> _Given text_
=-=-=
# New Kettle



## roadfix (Jul 25, 2017)

I got a new Weber 22.5 OTG in copper from Home Depot last night.   I went in there to purchase the traditional black kettle when I saw a stack of these copper ones marked at $50 OFF.   
I gave my old kettle to my daughter so this was a replacement.


----------



## caseydog (Jul 25, 2017)

I have a black one that is just a few years old, and a red one I bought new in 1995. Back then, the OTG was called _Master Touch_. The metal is a little thicker, the handles are wood, and the thermometer is in the lid handle, but otherwise, it is the same setup as an OTG. 

Enjoy your new kettle!

CD


----------



## Cheryl J (Jul 25, 2017)

Wow, that's really pretty RF, and at $50 off, too! I have the black one as well, maybe a couple of inches smaller. Your brick pizza oven in the background is mighty nice, too - enjoy your outdoor kitchen!


----------



## roadfix (Jul 25, 2017)

Thanks!

Wingies for dinner tonight!


----------



## Just Cooking (Jul 26, 2017)

roadfix said:


> Thanks!
> 
> Wingies for dinner tonight!View attachment 27365




Excellent... I'm envious of anyone who has space for a outdoor grilling/smoking...   

Ross


----------



## roadfix (Jul 26, 2017)

Towards the end of the cook I added some shishito peppers to roast.
This cooking arrangement of chicken parts produces crispy skin and very even cooking.  Also, no need to turn each piece over.
I also added one small chunk of apple wood for smoke at the beginning.


----------



## Cheryl J (Jul 26, 2017)

Looks delish!  Reminds me I haven't grilled chicky wings in quite some time.  Need to do that.


----------



## Andy M. (Jul 26, 2017)

Now that you mention it...


----------



## msmofet (Jul 26, 2017)

Oyyyyyyyyyyyyyy


----------



## Cooking Goddess (Jul 26, 2017)

Beautiful kettle, beautiful food...


----------



## CraigC (Jul 28, 2017)

roadfix said:


> I got a new Weber 22.5 OTG in copper from Home Depot last night.   I went in there to purchase the traditional black kettle when I saw a stack of these copper ones marked at $50 OFF.
> I gave my old kettle to my daughter so this was a replacement.View attachment 27357



Since you went there getting ready to pay regular price, you should have bought two at 50% off!


----------



## Rparrny (Jul 28, 2017)

Your wings look gorgeous!
I love weber I have several units, a gas grill, a kettle grill that has a small propane tank for lighting the coals and two smokers that I owned back before I was observant.  I use to have a party for my nurses every year for over ten years, we called it the ribfest and I smoked 22 racks of baby back ribs for them.  Now my son in law has one and a friend has the other.  I keep spying the big boy that weber came out with a few years ago...would have made smoking my ribs a lot easier.
The company is amazing if you have any issues with your unit.  Lots of videos on how to repair starters or other issues.  Last summer my daughter wanted a gas grill and I bought her a weber...a little smaller than mine but it had a cool removable round grate in the middle that accessories could go in...a wok, a pizza stone, a fry pan...just perfect for my daughter who is a school trained chef and loves to play.
I researched youtube (I love youtube) on how to put the grill together and weber has such a great video I decided to assemble it myself as a surprise while they were away for the day.  In the past I would have never attempted it.  Not only did it assemble very quickly and easily...it was so easy to see how to ever repair any part of the grill if need be.
They love it and use it constantly even in the cooler weather.


----------



## roadfix (Jul 28, 2017)

Thanks, yes, their customer service is outstanding if you have any issues.   If the dome develops a rust spot they'll send you a new dome.   If the thermometer is off a few degrees they'll send you a new thermometer.
I have two other smaller Weber charcoal grills and they're awesome cookers as well.


----------
=-=-=
> _Given material_
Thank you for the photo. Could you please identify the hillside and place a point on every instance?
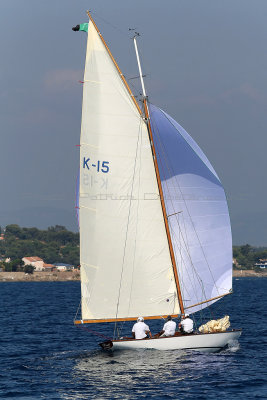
=-=-=
> _Set of tasks_
**1)** In the forum thread about the new kettle, what was the OTG called back when caseydog bought the red one in 1995?
**2)** From the forum thread about the new kettle, write out the passage that begins at the words "## Cheryl J (Jul 25, 2017)" and stops after "your outdoor kitchen!".

> _Answers provided_
**1)** It was called the Master Touch.

**2)**
## Cheryl J (Jul 25, 2017)

Wow, that's really pretty RF, and at $50 off, too! I have the black one as well, maybe a couple of inches smaller. Your brick pizza oven in the background is mighty nice, too - enjoy your outdoor kitchen!